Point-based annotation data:
• • • • • • •

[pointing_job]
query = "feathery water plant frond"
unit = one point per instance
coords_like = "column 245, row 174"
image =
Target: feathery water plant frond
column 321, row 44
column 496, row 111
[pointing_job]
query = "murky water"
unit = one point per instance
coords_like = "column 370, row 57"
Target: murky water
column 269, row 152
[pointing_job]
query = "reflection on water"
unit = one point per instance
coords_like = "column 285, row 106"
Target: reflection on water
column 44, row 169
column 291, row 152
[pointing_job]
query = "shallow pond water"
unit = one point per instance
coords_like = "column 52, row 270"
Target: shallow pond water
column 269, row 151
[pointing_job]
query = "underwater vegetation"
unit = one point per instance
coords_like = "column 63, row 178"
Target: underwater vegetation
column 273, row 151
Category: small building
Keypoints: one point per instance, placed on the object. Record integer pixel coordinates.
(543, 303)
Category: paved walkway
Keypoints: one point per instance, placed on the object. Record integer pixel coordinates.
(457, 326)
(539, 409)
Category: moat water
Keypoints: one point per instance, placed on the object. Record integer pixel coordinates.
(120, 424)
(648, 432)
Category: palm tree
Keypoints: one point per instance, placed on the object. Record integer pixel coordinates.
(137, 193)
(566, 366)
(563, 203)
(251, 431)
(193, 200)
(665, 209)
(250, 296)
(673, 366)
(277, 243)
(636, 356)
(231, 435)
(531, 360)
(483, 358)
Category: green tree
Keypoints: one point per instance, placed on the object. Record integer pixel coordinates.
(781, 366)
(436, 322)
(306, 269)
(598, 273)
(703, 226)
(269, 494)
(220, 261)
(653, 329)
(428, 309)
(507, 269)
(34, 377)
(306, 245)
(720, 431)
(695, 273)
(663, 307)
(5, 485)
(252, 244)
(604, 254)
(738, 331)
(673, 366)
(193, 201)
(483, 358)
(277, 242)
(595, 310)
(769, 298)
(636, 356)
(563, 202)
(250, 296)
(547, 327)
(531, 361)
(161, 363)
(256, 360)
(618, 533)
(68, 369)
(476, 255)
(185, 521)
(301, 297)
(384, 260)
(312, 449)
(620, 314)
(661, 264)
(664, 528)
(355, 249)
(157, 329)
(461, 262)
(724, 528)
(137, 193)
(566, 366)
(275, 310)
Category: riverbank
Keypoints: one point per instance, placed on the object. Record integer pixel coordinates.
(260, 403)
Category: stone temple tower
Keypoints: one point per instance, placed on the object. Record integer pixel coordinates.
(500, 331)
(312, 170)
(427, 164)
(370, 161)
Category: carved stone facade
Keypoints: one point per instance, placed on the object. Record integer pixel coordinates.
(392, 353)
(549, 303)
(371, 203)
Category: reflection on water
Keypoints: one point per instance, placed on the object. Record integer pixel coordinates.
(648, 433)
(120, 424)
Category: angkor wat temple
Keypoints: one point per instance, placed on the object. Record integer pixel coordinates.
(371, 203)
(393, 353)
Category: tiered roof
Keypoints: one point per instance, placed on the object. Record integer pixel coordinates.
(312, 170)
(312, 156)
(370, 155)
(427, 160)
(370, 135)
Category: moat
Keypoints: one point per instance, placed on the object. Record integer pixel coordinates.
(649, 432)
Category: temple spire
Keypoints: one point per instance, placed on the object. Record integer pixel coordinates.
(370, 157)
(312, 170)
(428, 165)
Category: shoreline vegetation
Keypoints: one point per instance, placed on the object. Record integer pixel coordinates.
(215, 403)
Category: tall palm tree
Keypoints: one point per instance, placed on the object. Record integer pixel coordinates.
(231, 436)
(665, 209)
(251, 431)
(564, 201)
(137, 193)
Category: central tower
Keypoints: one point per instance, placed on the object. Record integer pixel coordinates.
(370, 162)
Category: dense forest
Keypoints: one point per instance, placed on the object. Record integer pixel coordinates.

• • • • • • •

Lay out the lines of the entries as a JSON list of strings, one string per line and blank lines omitted, starting at the line that contains "Category: temple spire" and ending with the last line of the entries.

[
  "Category: temple spire",
  "Keypoints: one point per instance, placed on the object. Record integer pixel coordinates.",
  "(370, 157)",
  "(312, 170)",
  "(428, 165)",
  "Category: shoreline vegetation",
  "Keypoints: one point per instance, placed on the object. Record integer pixel coordinates.",
  "(215, 403)",
  "Category: tall palm tree",
  "Keypoints: one point per instance, placed on the object. Record integer pixel coordinates.",
  "(231, 436)",
  "(665, 209)",
  "(251, 431)",
  "(564, 201)",
  "(137, 193)",
  "Category: central tower",
  "Keypoints: one point per instance, placed on the object. Record integer pixel coordinates.",
  "(370, 162)",
  "Category: dense forest",
  "Keypoints: one point per instance, placed on the object. Record integer pixel coordinates."
]